Brief: Write out all of the entries, matching the original exactly.

[[ Material for the task, beginning ]]

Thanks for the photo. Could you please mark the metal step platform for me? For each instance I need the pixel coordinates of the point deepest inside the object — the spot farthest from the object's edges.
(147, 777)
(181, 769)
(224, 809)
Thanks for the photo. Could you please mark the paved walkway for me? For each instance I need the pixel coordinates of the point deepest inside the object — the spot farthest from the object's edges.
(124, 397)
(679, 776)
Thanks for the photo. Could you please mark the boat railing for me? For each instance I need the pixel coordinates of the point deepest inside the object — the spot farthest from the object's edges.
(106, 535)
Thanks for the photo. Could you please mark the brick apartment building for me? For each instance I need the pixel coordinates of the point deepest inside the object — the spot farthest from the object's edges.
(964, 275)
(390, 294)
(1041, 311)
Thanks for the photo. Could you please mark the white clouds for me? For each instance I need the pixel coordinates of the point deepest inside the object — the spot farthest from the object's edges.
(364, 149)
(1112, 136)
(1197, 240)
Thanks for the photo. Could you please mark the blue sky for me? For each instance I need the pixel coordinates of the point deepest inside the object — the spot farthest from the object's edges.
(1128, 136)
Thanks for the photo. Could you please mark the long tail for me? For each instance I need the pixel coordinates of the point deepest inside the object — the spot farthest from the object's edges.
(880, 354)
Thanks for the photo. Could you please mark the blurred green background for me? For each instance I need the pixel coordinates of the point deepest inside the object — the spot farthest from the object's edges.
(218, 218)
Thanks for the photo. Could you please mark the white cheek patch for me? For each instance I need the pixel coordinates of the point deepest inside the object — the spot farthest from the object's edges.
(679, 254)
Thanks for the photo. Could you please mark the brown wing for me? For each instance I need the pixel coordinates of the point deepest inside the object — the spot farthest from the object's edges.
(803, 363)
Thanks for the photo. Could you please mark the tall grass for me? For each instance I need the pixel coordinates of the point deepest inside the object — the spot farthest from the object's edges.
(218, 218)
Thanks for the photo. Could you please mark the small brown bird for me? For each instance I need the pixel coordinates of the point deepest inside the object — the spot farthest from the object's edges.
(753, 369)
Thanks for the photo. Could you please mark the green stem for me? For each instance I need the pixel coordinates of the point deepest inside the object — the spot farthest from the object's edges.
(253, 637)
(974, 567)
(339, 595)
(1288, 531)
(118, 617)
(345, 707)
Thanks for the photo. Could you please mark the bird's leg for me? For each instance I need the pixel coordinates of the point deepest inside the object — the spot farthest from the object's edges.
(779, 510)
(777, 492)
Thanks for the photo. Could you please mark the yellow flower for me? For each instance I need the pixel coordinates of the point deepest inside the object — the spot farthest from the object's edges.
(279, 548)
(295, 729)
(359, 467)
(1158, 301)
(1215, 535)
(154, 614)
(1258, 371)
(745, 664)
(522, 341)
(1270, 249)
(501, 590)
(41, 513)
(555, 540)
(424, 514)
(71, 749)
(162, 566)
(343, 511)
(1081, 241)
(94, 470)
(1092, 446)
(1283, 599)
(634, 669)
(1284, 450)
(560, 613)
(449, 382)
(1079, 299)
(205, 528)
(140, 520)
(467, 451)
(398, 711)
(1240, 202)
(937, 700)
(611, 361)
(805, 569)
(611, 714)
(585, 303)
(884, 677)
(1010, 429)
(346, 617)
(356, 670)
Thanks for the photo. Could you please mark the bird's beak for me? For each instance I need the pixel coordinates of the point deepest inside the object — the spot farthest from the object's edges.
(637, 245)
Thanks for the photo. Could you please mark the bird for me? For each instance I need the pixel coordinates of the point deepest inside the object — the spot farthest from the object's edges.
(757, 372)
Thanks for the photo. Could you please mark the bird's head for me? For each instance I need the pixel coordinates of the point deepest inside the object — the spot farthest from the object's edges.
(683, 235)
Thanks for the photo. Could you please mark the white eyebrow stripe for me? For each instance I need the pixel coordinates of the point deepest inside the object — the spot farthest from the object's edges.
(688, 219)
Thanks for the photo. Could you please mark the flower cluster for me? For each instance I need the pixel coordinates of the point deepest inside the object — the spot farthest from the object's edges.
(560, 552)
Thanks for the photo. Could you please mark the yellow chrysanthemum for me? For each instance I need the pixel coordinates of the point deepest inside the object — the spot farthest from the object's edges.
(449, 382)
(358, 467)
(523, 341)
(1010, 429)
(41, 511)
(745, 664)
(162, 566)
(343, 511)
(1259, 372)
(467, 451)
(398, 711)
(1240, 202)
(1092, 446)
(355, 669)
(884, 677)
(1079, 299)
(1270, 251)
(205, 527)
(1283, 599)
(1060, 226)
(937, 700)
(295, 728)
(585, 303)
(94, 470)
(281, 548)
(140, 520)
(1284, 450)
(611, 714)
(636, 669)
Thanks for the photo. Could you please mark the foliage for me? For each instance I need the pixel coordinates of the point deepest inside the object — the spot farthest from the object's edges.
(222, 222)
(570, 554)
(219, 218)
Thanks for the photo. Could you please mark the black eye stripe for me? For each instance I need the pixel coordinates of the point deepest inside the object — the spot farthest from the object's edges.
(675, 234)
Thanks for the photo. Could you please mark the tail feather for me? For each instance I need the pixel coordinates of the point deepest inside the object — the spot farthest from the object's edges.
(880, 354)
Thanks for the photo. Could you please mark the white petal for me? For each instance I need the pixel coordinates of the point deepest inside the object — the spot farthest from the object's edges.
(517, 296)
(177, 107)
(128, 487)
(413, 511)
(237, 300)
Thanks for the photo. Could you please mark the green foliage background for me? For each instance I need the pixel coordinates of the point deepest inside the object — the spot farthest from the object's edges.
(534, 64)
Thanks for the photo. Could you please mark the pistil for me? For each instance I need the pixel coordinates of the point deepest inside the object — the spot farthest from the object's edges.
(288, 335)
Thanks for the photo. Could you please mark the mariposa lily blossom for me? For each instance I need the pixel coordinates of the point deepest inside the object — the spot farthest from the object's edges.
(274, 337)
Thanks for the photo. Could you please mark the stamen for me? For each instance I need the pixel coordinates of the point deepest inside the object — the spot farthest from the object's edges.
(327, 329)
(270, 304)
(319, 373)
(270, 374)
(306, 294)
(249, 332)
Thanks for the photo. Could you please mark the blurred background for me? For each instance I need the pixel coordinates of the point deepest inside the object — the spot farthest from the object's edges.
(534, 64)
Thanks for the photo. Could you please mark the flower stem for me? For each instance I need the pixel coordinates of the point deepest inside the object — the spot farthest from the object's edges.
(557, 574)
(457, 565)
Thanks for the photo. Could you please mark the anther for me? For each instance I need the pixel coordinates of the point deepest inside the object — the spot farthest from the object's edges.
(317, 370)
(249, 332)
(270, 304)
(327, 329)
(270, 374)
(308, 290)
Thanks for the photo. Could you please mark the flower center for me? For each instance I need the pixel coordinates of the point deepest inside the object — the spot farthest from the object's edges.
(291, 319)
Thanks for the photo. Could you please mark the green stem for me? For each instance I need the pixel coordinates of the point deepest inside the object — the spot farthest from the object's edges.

[[ Material for the task, end ]]

Your response:
Thanks for the photo. Could you please mark the metal step platform for me? For each instance I need the pixel coordinates of the point deepest inside the object — the spot farthest from the object's edges.
(147, 777)
(181, 769)
(224, 809)
Thanks for the photo. Could you please mark the paved walkway for me? For each instance I need the pixel coordinates of the point deepest inside the object — the spot farthest from the object's edges.
(124, 397)
(679, 776)
Thanks for the photo. Could you please mark the boat railing for me? For each instance I need the pixel coordinates of the point deepest inside the object — the spot farthest from the object's edges.
(106, 535)
Thanks for the photo. Could you please mark the brick apartment building for me? For each instance I need the pixel coordinates of the point deepest inside the object — the spot farthest from the object's edges.
(964, 275)
(390, 294)
(1041, 311)
Thanks for the photo. Could you please mark the white clouds for me? For each instance I need the pixel coordinates of the point deepest inside the object — the spot farthest from the object's edges.
(364, 149)
(1112, 136)
(1197, 240)
Thanks for the photo. Could you please mark the blue sky for me? For each instance I need the pixel coordinates of the point deepest inside the object — the spot farthest from the object's edges.
(1128, 136)
Thanks for the photo. Could you please mark the long tail for me? For each instance I need the pixel coordinates of the point deepest inside the object — the spot farthest from the object's edges.
(880, 354)
Thanks for the photo. Could you please mark the blurred green background for me? For each instance I need the pixel coordinates of the point deepest inside the object — the spot farthest from the object's edges.
(218, 218)
Thanks for the photo. Could you please mark the white cheek patch for me? For each instance I need the pixel coordinates of the point deepest inside the object — the spot farthest from the object's edges.
(679, 254)
Thanks for the photo. Could you please mark the brown wing for me? For each instance I need the pixel coordinates of the point deepest inside the object — the spot farthest from the object's edges.
(803, 363)
Thanks for the photo. Could you please mark the tall grass for me? For each instance I need the pixel coordinates of the point deepest inside the object — the spot farthest from the object's edges.
(218, 218)
Thanks for the photo. Could you please mark the small brown bird for me? For each instance I need the pixel coordinates of the point deepest inside the object — the spot farthest from the object's edges.
(753, 369)
Thanks for the photo. Could you please mark the green stem for me? For each instance I need the pixel coordinates of the point deepest inside the object — the spot farthest from the object's edges.
(253, 637)
(974, 567)
(339, 595)
(1288, 531)
(118, 617)
(345, 707)
Thanks for the photo. Could you please mark the bird's leg for me? For each instance I need the pixel coordinates of the point deepest inside the object — the spot farthest from the object's edges.
(779, 510)
(777, 492)
Thanks for the photo. Could you please mark the yellow flower for me? For each instance I need the pixel coordinates of the point deepest inside the object — the spot farthest from the object's edges.
(279, 548)
(295, 729)
(359, 467)
(1158, 301)
(1215, 535)
(154, 614)
(1258, 371)
(745, 664)
(522, 341)
(1270, 249)
(501, 590)
(41, 513)
(555, 540)
(424, 514)
(71, 749)
(162, 566)
(343, 511)
(1081, 241)
(94, 470)
(1092, 446)
(1283, 599)
(634, 669)
(1284, 450)
(560, 613)
(449, 382)
(1079, 299)
(205, 528)
(140, 520)
(467, 451)
(398, 711)
(1240, 202)
(937, 700)
(611, 361)
(805, 569)
(611, 714)
(585, 303)
(884, 677)
(1010, 429)
(346, 617)
(356, 670)
Thanks for the photo. Could you please mark the bird's beak for me? For each instance I need the pixel coordinates of the point deepest inside the object — the spot farthest from the object's edges.
(637, 245)
Thanks for the photo. Could you please mark the bird for me? For each instance I need the pixel coordinates of the point deepest inside the object — the spot farthest from the object's edges.
(757, 372)
Thanks for the photo. Could you please mark the bird's head for me? For each instance I need the pixel coordinates of the point deepest inside the object — the spot farthest from the object's edges.
(683, 235)
Thanks for the photo. Could you please mark the white eyebrow stripe for me? For each instance I need the pixel coordinates of the point deepest inside the object — the spot farthest from the object's edges.
(688, 219)
Thanks for the photo. Could you please mark the flower cluster for me? For each instance I need the pixel coordinates of the point deepest inside the object — the spot farthest from the object's edges.
(560, 552)
Thanks for the photo. Could you please mark the yellow chrysanthemum for me? For each instance I need the pixel coordinates of the point deepest inside the object — the spot farthest from the object's edges.
(449, 382)
(358, 467)
(523, 341)
(1010, 429)
(41, 511)
(745, 664)
(162, 566)
(343, 511)
(1259, 372)
(467, 451)
(398, 711)
(1240, 202)
(1092, 446)
(355, 669)
(884, 677)
(1079, 299)
(1270, 251)
(205, 527)
(1283, 599)
(1060, 226)
(937, 700)
(295, 728)
(585, 303)
(94, 470)
(281, 548)
(140, 520)
(1284, 450)
(611, 714)
(636, 669)
Thanks for the photo. Could you please mark the foliage for me? For each instance I need the pixel coordinates of the point deepest inside the object — the spot farthest from the object's edges.
(222, 222)
(570, 554)
(219, 218)
Thanks for the photo. Could you please mark the black eye stripe for me? For each instance I need the pixel coordinates of the point deepest inside the object — the spot farthest from the object's edges.
(675, 234)
Thanks for the photo. Could you please mark the tail feather for me? For each instance I need the pixel coordinates of the point deepest inside the object — the spot farthest from the object's edges.
(880, 354)
Thanks for the photo. Could you please mark the white petal for me? For each instance I need the pixel coordinates of the point deepest inside the object — the spot farthest from the object's edges.
(517, 296)
(177, 107)
(128, 487)
(413, 511)
(237, 300)
Thanks for the photo. Could you please mark the green foliage background for me? For each instance I need the pixel coordinates of the point deepest inside the object — the spot farthest from the object's edges.
(534, 64)
Thanks for the photo. Could you please mark the pistil for me? For each instance I need the pixel coordinates of the point deepest inside the object — the spot farthest from the object's edges.
(288, 335)
Thanks for the photo. Could you please mark the mariposa lily blossom for me? For each instance I need the pixel coordinates of the point deepest inside the object — the spot farthest from the object's edges.
(274, 337)
Thanks for the photo. Could you please mark the stamen for me? For each instance I need the pixel coordinates of the point deepest inside the object — the spot farthest from the object's edges.
(327, 329)
(270, 304)
(319, 373)
(270, 374)
(306, 294)
(249, 332)
Thanks for the photo. Could you please mark the blurred background for me? For each instance I need the pixel coordinates of the point deepest inside the object — the spot farthest from the object's edges.
(534, 64)
Thanks for the photo. Could you please mark the flower stem for me? For each instance I need the pixel coordinates of the point deepest inside the object — the spot farthest from the object's edges.
(557, 574)
(457, 565)
Thanks for the photo. Could you please mark the anther for me? For each instance I need the pixel coordinates of the point deepest inside the object — the spot farthest from the object's edges.
(317, 370)
(249, 332)
(270, 304)
(327, 329)
(270, 374)
(308, 290)
Thanks for the photo. Could you please mark the flower center for me? For each instance I need the pixel coordinates of the point deepest inside the object — the spot farthest from the object's edges.
(291, 319)
Thanks for the photo. Could you please mark the green stem for me? For each instance I need the pixel coordinates of the point deepest inside the object — the spot farthest from the object's edges.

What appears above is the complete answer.